WHAT THE EXERCISE ASKS:
Copy the rows word for word, from the start of the rows through the line that contains "(0, 476), (799, 533)", inclusive.

Coordinate annotation rows:
==============================
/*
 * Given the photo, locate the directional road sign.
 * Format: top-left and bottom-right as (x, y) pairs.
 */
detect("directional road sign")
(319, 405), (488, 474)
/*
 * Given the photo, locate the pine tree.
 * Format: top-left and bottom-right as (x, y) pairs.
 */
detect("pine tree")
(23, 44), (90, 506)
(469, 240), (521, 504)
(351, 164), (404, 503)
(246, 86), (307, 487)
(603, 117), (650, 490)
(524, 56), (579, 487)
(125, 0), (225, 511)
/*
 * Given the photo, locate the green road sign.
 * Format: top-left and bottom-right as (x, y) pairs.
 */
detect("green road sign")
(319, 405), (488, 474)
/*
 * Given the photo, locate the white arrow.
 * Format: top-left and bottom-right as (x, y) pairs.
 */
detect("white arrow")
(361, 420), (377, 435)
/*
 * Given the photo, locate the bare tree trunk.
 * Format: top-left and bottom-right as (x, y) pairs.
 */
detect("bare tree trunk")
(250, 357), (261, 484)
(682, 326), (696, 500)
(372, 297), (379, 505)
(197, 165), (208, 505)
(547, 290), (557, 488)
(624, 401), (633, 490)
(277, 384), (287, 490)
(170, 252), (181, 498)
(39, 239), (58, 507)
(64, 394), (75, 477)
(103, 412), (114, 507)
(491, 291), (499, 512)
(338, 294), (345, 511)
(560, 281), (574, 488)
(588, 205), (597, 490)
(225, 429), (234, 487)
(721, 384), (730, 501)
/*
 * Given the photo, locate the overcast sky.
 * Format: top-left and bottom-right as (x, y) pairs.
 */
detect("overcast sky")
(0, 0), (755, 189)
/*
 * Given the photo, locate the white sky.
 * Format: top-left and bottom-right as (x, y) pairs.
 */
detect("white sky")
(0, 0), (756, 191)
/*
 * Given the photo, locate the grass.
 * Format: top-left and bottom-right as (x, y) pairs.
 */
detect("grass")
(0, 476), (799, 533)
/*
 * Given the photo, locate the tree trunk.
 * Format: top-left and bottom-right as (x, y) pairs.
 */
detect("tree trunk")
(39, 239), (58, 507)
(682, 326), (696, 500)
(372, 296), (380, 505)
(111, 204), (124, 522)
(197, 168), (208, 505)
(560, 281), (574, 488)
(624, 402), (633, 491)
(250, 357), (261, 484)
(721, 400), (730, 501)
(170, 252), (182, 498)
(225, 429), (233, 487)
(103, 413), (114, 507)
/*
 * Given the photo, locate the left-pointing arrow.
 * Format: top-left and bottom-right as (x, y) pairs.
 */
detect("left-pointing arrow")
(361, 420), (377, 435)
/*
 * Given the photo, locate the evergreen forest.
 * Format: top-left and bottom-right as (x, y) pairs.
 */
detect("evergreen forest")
==============================
FULL RESPONSE:
/*
 * Given the photo, locate the directional road sign.
 * Format: top-left and bottom-right as (x, y) pairs.
 */
detect("directional road sign")
(319, 405), (488, 474)
/*
 * Given the photo, locate the pine tree.
 * Format: top-left and bottom-right as (x, y) pairs.
 */
detect("pine tree")
(23, 44), (90, 506)
(469, 240), (521, 504)
(351, 164), (404, 503)
(246, 86), (307, 487)
(603, 117), (650, 490)
(524, 56), (579, 487)
(125, 0), (225, 511)
/*
 * Given the photo, locate the green road sign.
 * Format: top-left and bottom-right as (x, y) pairs.
 */
detect("green road sign")
(319, 405), (488, 474)
/*
 * Given the photo, locate the white arrow.
 * Format: top-left and bottom-right as (x, y) pairs.
 */
detect("white arrow")
(361, 420), (377, 435)
/*
 * Given the photo, locate the bare tree trunk.
 * Format: top-left and bottom-right as (x, y) pairs.
 */
detect("bare tree trunk")
(250, 357), (261, 484)
(682, 326), (696, 500)
(372, 297), (379, 505)
(197, 165), (208, 505)
(547, 290), (557, 488)
(624, 401), (633, 490)
(277, 384), (287, 490)
(170, 252), (181, 498)
(39, 239), (58, 507)
(64, 394), (75, 477)
(103, 412), (114, 507)
(491, 291), (499, 512)
(338, 294), (345, 511)
(560, 281), (574, 488)
(588, 205), (597, 490)
(225, 429), (234, 487)
(721, 384), (730, 501)
/*
 * Given the photo, locate the overcast sky.
 * Format: top-left and bottom-right as (x, y) pairs.
 */
detect("overcast sky")
(0, 0), (755, 189)
/*
 * Given the photo, locate the white sky.
 * Format: top-left and bottom-right as (x, y) pairs.
 */
detect("white sky")
(0, 0), (756, 191)
/*
 * Given the photo, locate the grass.
 * Format: top-left and bottom-right as (x, y) pairs.
 */
detect("grass")
(0, 476), (799, 533)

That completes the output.